:: Estratto del testo ::
E dire che non sono ancora riuscito a visitare tutti i musei siti nel Mall. Tra l'altro va detto che altri sono sparsi, non solo nelle vicinanze, ma anche a New York, come il Cooper-Hewitt Museum. Senza contare gli istituti di ricerca (zoologica, marina, ecologica, tropicale), disseminati tra Panama e Harvard.

NATIONAL MUSEUM OF THE AMERICAN INDIAN, NEW YOK

Molti anni dopo avrò comunque l'opportunità di vedere a New Yorknel George Gustav Heye Center, ospitato nell’ex Palazzo della Dogana statunitense,  l’interessante National Museum of the American Indian. Museo che ha anche altre due sedi, una sempre a Washington, nel National Mall (dal 2004), l'altra nel Maryland.

Una sala del Museo (© Franco Pelliccioni) 

IL MUSEO DI STORIA NATURALE, WASHINGTON

Una  Ford modello T parcheggiata davanti al Museo, ca. 1926 (Library of Congress)

Mai visita fu così bene accetta di quella che, sempre durante quel mio primo viaggio negli States, effettuai alla sezione africana (African Cultures) del Museo di Storia Naturale. Completato nel 1881, il Museo contiene oltre 81 milioni di reperti (meno dell'1% è esposto).

Il Museo di Storia Naturale, 2005 ( CC Some rights reserved User:Postdlf)

La sezione africana fa parte del Dipartimento di Antropologia: più di un milione di reperti di ogni parte del mondo, una biblioteca (oltre 50.000 volumi), archivio (più di due chilometri di scaffali) e fototeca (circa 400.000 "pezzi", dei quali oltre 90.000  risalgono al periodo 1860-1930).

L'etnologo Gordon D. Gibson (1922-), uno  specialista dei Bantu sud-occidentaliCuratore dell'importante sezione, durante quella visita rappresentò il mio prezioso "Virgilio" . 

Con meticolosità scientifica e dovizia di particolari mi avrebbe infatti illustrato, una sala dopo l'altra, le diverse aree culturali e ciascun grande diorama presente. Nei quali, grazie alla straordinaria massa di reperti etnografici a disposizione, erano esemplarmente ricostruite, con ricchezza di dettagli, regioni a me ancora molto care [E sì! Perché, soprattutto nel cuore, sono ancora un impenitente africanista, che per mille motivi ha poi dovuto volgere la sua vita professionale in altre aree del mondo]. Non solo sulla base della relativa letteratura africanistica, ma principalmente con l'intervento personale di ricercatori e curatori tra i più prestigiosi disponibili sul mercato dei cervelli, e sulla base delle singole ricerche sul campo.
:::
:: Dati disponibili ::
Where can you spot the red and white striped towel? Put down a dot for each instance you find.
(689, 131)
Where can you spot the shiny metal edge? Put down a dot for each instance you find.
:::
▸ **Consegna 1**: Secondo il brano sui musei, in che anno fu completato il Museo di Storia Naturale?
▸ **Consegna 2**: Riporta dal brano sui musei tutto il testo che parte da "IL MUSEO DI STORIA NATURALE, WASHINGTON" e scende fino a "dell'1% è esposto).".
▸ **Consegna 3**: Stando al brano sui musei, che cosa ha reso possibile ricostruire con tanta ricchezza di dettagli le regioni mostrate nei diorami della sezione africana?
I dati non hanno niente a che vedere con il brano sui musei.

▸ **Risultato 1**: Nel 1881.

▸ **Risultato 2**:
IL MUSEO DI STORIA NATURALE, WASHINGTON

Una  Ford modello T parcheggiata davanti al Museo, ca. 1926 (Library of Congress)

Mai visita fu così bene accetta di quella che, sempre durante quel mio primo viaggio negli States, effettuai alla sezione africana (African Cultures) del Museo di Storia Naturale. Completato nel 1881, il Museo contiene oltre 81 milioni di reperti (meno dell'1% è esposto).

▸ **Risultato 3**: Le ricostruzioni si devono alla straordinaria massa di reperti etnografici a disposizione. Si basano sulla letteratura africanistica, ma soprattutto sull'intervento personale di ricercatori e curatori tra i più prestigiosi e sulle loro ricerche sul campo.